What you return must be every line below that includes the word "metal".

*** Dataset records ***

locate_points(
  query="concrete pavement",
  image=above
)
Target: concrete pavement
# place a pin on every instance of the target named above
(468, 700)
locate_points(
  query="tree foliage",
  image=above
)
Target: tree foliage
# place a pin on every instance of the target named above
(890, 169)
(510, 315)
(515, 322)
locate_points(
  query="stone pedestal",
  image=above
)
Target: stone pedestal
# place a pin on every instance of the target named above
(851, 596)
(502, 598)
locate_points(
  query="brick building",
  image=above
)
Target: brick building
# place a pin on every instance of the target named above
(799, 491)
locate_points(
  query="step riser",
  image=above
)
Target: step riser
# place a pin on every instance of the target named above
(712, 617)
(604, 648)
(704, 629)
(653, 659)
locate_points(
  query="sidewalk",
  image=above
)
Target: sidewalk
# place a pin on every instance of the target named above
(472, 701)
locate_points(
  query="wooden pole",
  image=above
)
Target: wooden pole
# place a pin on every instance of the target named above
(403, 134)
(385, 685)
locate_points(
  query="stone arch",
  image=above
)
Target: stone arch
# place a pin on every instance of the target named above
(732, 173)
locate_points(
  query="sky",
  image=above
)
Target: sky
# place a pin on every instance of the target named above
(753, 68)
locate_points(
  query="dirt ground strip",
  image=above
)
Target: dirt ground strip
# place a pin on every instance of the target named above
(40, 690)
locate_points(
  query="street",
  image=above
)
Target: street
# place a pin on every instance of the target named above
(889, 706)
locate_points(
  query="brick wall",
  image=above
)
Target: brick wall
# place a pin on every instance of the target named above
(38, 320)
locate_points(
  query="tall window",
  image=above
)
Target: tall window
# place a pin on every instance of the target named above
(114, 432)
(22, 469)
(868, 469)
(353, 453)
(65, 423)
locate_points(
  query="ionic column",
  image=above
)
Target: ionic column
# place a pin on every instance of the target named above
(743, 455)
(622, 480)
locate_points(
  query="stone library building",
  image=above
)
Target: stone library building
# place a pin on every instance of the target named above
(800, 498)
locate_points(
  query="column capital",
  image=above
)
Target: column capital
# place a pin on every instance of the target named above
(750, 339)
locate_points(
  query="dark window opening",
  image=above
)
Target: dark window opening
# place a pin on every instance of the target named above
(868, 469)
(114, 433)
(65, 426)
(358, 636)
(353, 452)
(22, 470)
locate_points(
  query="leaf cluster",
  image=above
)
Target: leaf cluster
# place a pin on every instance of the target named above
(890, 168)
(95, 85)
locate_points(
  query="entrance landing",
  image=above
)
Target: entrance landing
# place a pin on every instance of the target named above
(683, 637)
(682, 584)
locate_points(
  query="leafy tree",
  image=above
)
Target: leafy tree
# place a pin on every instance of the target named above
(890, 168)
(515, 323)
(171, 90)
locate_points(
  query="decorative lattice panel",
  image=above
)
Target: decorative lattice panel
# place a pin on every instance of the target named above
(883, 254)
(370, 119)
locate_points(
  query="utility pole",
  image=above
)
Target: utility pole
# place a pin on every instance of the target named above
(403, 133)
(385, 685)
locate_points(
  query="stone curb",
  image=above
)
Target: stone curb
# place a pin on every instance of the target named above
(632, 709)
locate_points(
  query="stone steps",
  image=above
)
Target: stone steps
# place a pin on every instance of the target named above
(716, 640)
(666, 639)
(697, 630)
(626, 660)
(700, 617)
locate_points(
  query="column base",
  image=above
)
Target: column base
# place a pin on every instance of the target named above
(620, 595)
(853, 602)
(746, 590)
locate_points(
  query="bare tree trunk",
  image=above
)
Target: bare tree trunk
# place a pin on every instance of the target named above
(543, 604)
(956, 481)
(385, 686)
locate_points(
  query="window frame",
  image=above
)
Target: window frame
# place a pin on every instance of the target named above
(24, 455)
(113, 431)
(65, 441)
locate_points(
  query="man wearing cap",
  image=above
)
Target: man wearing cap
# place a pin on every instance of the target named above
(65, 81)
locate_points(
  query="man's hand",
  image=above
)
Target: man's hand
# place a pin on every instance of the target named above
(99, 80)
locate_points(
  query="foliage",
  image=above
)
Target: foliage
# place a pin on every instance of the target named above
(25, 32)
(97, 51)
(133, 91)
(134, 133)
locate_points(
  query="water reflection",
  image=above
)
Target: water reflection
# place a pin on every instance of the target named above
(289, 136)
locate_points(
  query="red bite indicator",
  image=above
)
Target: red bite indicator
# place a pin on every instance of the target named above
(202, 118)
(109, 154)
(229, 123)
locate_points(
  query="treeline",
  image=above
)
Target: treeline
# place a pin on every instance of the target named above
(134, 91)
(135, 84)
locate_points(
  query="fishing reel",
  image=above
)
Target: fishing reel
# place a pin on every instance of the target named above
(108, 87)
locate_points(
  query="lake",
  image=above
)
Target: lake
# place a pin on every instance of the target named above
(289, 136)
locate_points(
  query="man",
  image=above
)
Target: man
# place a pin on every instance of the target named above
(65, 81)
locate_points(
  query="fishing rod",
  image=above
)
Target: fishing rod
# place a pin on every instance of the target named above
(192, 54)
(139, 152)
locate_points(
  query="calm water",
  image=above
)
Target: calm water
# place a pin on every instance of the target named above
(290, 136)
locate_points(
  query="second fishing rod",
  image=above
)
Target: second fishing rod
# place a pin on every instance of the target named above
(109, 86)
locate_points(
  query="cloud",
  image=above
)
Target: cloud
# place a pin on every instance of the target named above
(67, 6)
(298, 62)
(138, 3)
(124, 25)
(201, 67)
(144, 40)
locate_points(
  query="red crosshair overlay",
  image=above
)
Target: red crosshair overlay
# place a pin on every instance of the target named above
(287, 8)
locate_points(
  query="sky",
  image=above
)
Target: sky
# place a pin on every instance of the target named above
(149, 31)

*** End of Dataset records ***
*** Dataset records ***

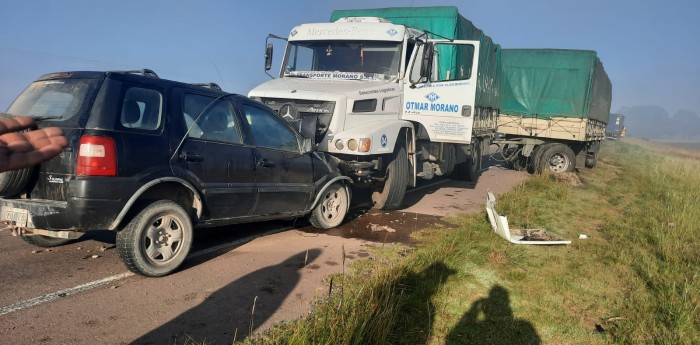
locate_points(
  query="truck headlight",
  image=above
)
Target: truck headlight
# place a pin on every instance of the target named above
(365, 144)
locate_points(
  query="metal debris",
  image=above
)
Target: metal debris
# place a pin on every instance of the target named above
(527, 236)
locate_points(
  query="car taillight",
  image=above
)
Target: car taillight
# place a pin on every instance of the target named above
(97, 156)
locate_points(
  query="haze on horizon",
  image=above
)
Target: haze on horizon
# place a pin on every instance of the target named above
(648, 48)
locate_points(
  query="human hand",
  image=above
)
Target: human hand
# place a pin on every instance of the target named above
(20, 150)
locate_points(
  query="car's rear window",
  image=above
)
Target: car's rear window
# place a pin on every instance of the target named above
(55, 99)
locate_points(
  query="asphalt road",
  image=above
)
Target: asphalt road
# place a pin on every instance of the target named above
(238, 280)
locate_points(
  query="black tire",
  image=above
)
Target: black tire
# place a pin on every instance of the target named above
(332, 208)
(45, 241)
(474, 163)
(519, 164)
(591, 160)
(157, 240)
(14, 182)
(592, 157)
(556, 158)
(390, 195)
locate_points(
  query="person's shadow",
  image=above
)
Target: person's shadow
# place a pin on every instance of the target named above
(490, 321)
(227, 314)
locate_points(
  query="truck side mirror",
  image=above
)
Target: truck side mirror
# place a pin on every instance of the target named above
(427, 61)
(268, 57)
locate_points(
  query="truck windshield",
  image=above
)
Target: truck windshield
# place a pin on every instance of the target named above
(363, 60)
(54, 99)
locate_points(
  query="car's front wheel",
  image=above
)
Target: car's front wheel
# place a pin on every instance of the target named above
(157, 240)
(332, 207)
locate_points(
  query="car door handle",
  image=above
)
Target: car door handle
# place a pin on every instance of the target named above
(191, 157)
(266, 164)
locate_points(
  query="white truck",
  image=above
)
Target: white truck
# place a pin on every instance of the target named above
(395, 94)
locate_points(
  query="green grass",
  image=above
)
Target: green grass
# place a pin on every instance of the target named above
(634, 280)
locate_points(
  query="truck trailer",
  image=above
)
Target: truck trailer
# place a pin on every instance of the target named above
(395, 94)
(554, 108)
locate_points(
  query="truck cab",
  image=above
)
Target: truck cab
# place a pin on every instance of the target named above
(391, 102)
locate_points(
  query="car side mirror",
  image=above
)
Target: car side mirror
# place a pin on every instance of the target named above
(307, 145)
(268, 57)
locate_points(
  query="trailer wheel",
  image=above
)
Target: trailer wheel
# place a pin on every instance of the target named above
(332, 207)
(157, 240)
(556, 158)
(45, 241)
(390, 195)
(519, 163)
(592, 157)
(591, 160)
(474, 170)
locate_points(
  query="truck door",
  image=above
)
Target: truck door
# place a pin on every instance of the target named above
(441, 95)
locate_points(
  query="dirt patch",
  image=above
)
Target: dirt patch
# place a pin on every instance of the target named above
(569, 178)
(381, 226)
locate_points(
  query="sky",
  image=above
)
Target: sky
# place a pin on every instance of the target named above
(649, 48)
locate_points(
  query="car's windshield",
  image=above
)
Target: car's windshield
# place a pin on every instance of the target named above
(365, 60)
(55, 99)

*** End of Dataset records ***

▸ **Output for this exercise**
  query="metal debris",
Target: metal debris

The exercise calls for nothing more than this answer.